Short task 1:
Answer these questions about the forum thread on the Commons Clause:
(a) Which Creative Commons license does the commenter's example image carry?
(b) What kind of works does Wikipedia not allow?
(c) What must others do, in the view of the GPLv3 camp of developers, if they make money off their works?
** start Document **
The Commons Clause doesn't help the commons - pabs3
https://mjg59.dreamwidth.org/51177.html
======
djsumdog
Stepping back, this gets into the bigger questions of "What is commercial
use?"

If you take an image that's Creative Commons BY-SA-NC and you use it as the
title image in your article and display the photographers name and even link
to his or her website/original image, but your site is filled with ads you use
to make money off your writing ... have you violated that license?

This is why Wikipedia doesn't allow NC works and why we have the "Open
Culture" classifications for licenses types.

I feel like the Common Clause supporters are in this spot where they want to
monetize and survive of their software, and I can respect that. But the spirit
of the GPLv3 camp of devs is that "Fine, let other people make money off my
works if they want. But they need to contribute their improvements back."
** end Document **
** start Raw records **
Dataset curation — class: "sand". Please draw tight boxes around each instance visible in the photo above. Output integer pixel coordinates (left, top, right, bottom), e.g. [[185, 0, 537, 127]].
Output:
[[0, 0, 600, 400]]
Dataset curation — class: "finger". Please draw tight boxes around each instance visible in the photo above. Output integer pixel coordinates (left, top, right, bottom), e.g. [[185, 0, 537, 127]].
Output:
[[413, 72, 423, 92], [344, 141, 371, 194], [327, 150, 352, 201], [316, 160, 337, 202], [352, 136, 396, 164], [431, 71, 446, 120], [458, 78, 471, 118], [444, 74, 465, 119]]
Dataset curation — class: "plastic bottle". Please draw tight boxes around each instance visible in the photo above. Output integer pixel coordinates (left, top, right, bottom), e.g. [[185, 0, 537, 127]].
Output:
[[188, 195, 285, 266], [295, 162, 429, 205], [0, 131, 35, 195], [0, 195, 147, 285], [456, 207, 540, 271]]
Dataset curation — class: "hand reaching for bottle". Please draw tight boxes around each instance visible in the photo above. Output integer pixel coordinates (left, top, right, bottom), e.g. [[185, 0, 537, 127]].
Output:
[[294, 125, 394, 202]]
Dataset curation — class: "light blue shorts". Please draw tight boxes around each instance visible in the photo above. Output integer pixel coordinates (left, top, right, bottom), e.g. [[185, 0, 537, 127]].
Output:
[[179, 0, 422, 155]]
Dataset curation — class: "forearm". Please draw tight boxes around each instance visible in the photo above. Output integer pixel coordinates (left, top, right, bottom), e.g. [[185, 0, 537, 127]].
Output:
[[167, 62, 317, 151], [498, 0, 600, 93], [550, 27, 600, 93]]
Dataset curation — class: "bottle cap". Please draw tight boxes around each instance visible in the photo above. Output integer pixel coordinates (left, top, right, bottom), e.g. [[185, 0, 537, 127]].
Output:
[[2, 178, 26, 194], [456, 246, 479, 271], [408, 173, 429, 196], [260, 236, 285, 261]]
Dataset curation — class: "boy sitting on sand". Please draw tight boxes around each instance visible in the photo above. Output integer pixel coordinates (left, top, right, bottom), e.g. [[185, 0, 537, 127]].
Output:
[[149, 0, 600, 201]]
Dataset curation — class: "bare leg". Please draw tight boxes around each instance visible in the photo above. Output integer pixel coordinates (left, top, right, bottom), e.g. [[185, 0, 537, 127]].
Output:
** end Raw records **
Short task 2: Transcribe the rows word for word, starting at their first line and ending with the line that contains "[[294, 125, 394, 202]]", with both ends included.

Written solution 1:
(a) Creative Commons BY-SA-NC.
(b) NC works.
(c) They need to contribute their improvements back.

Written solution 2:
Dataset curation — class: "sand". Please draw tight boxes around each instance visible in the photo above. Output integer pixel coordinates (left, top, right, bottom), e.g. [[185, 0, 537, 127]].
Output:
[[0, 0, 600, 400]]
Dataset curation — class: "finger". Please draw tight boxes around each instance visible in the photo above. Output integer pixel coordinates (left, top, right, bottom), e.g. [[185, 0, 537, 127]].
Output:
[[413, 72, 423, 92], [344, 141, 371, 194], [327, 150, 352, 201], [316, 160, 337, 202], [352, 136, 396, 164], [431, 71, 446, 120], [458, 78, 471, 118], [444, 74, 465, 119]]
Dataset curation — class: "plastic bottle". Please draw tight boxes around each instance visible in the photo above. Output integer pixel coordinates (left, top, right, bottom), e.g. [[185, 0, 537, 127]].
Output:
[[188, 195, 285, 266], [295, 162, 429, 205], [0, 131, 35, 195], [0, 195, 147, 285], [456, 207, 540, 271]]
Dataset curation — class: "hand reaching for bottle". Please draw tight boxes around each instance visible in the photo above. Output integer pixel coordinates (left, top, right, bottom), e.g. [[185, 0, 537, 127]].
Output:
[[294, 125, 394, 202]]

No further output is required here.